Source extract
The tawny mole cricket is a common species in the southeastern U.S. It is an extremely destructive mole cricket in landscape turf, where they spend nearly all their time within the soil digging tunnels and feeding on the roots of turf and landscape plants. Dry soils may be preferred. They are able to fly and will be attracted to lights at night. Eggs are deposited in a chamber in the soil, and begin hatching in late spring. A life cycle is completed in about 1 year.

Identification:

Mole crickets are so named not only because of their burrowing, subterranean existence, but also because of the widely expanded front legs and claws that are used for digging. They are about 1 inch in length or slightly longer, with the prothorax enlarged and bell-shaped, and with an elongate and cylindrical abdomen. Their wings are well developed but the flight wings are held beneath a short pair of forewings when not in use. The color is usually a tan to light brownish-yellow.

Characteristicts Important to Control:

Control is most effective with insecticides applied directly to the infested turf or soils, with multiple applications throughout the year necessary. Early spring applications will help kill overwintering adults, but will not affect the overwintering eggs that will hatch a few months later. A second application is recommended in early summer. Monitor turf using soapy water poured over the turf to observe crickets emerging from the soil. Both spray and granular formulations are effective.

Given request 1
Translate this sentence from the mole cricket text into Spanish: "A second application is recommended in early summer."
Given request 2
Which body parts of the mole cricket does the "Identification" section of the mole cricket text name?
Given request 3
According to the mole cricket text, what is poured over turf to monitor it for crickets?

Raw data

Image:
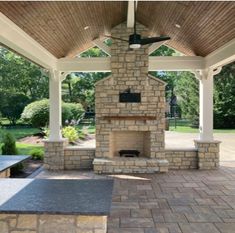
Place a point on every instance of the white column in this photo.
(206, 104)
(55, 122)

Task result 1
Se recomienda una segunda aplicación a principios del verano.

Task result 2
Front legs, claws, prothorax, abdomen, flight wings, and forewings.

Task result 3
Soapy water.